TASK ITEM
Return each of the entries below word for word.

Referring expression grounding data:

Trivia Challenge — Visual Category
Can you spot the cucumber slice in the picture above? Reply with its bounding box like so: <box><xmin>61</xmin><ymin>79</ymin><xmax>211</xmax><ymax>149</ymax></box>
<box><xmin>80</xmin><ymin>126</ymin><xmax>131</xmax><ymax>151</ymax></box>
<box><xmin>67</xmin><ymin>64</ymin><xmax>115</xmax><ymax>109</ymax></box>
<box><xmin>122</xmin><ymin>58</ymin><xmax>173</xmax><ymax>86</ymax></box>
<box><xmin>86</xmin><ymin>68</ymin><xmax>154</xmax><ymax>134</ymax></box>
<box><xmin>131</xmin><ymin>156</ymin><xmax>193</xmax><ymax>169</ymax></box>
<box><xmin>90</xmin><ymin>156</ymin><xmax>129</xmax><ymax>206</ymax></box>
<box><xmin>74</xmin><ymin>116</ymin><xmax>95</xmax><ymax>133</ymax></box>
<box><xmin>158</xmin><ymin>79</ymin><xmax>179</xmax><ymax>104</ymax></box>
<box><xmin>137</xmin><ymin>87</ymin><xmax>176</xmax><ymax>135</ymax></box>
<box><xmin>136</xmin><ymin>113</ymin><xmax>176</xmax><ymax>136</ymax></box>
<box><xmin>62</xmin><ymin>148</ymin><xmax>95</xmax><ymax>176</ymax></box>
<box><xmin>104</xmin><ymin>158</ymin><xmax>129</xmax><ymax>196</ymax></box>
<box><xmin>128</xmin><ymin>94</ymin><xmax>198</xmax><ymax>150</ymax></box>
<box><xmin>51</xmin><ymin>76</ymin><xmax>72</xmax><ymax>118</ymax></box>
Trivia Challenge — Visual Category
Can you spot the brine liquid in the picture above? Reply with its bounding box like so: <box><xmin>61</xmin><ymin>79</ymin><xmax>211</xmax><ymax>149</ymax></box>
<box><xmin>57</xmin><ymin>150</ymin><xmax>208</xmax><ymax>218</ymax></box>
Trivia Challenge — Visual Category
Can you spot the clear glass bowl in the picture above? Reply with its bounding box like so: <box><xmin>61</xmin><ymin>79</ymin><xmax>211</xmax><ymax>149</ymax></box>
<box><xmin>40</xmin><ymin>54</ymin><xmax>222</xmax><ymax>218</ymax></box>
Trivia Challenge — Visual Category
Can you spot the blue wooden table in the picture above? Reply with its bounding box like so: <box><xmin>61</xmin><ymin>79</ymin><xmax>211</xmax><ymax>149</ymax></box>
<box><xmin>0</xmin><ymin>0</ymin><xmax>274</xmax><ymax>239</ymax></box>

OUTPUT
Trivia Challenge — Visual Category
Can you spot the cucumber slice in the picture above? Reply with its bounding box like so: <box><xmin>61</xmin><ymin>79</ymin><xmax>211</xmax><ymax>149</ymax></box>
<box><xmin>80</xmin><ymin>126</ymin><xmax>131</xmax><ymax>151</ymax></box>
<box><xmin>67</xmin><ymin>64</ymin><xmax>115</xmax><ymax>109</ymax></box>
<box><xmin>122</xmin><ymin>58</ymin><xmax>173</xmax><ymax>86</ymax></box>
<box><xmin>86</xmin><ymin>68</ymin><xmax>154</xmax><ymax>134</ymax></box>
<box><xmin>131</xmin><ymin>156</ymin><xmax>193</xmax><ymax>169</ymax></box>
<box><xmin>90</xmin><ymin>156</ymin><xmax>129</xmax><ymax>206</ymax></box>
<box><xmin>74</xmin><ymin>116</ymin><xmax>95</xmax><ymax>133</ymax></box>
<box><xmin>158</xmin><ymin>79</ymin><xmax>179</xmax><ymax>104</ymax></box>
<box><xmin>137</xmin><ymin>87</ymin><xmax>176</xmax><ymax>135</ymax></box>
<box><xmin>136</xmin><ymin>113</ymin><xmax>176</xmax><ymax>136</ymax></box>
<box><xmin>62</xmin><ymin>148</ymin><xmax>95</xmax><ymax>176</ymax></box>
<box><xmin>104</xmin><ymin>158</ymin><xmax>129</xmax><ymax>196</ymax></box>
<box><xmin>128</xmin><ymin>94</ymin><xmax>198</xmax><ymax>150</ymax></box>
<box><xmin>51</xmin><ymin>76</ymin><xmax>72</xmax><ymax>118</ymax></box>
Trivia Challenge — Visual Category
Can you spot the brine liquid in the picture above? Reply with its bounding box like so: <box><xmin>61</xmin><ymin>79</ymin><xmax>211</xmax><ymax>149</ymax></box>
<box><xmin>57</xmin><ymin>150</ymin><xmax>208</xmax><ymax>218</ymax></box>
Trivia Challenge — Visual Category
Can you spot the clear glass bowl in the picture above? Reply with its bounding box like so: <box><xmin>61</xmin><ymin>79</ymin><xmax>211</xmax><ymax>149</ymax></box>
<box><xmin>40</xmin><ymin>54</ymin><xmax>222</xmax><ymax>218</ymax></box>
Trivia Challenge — Visual Category
Can you spot the blue wooden table in the picture above? Reply with its bounding box like so: <box><xmin>61</xmin><ymin>79</ymin><xmax>211</xmax><ymax>149</ymax></box>
<box><xmin>0</xmin><ymin>0</ymin><xmax>274</xmax><ymax>239</ymax></box>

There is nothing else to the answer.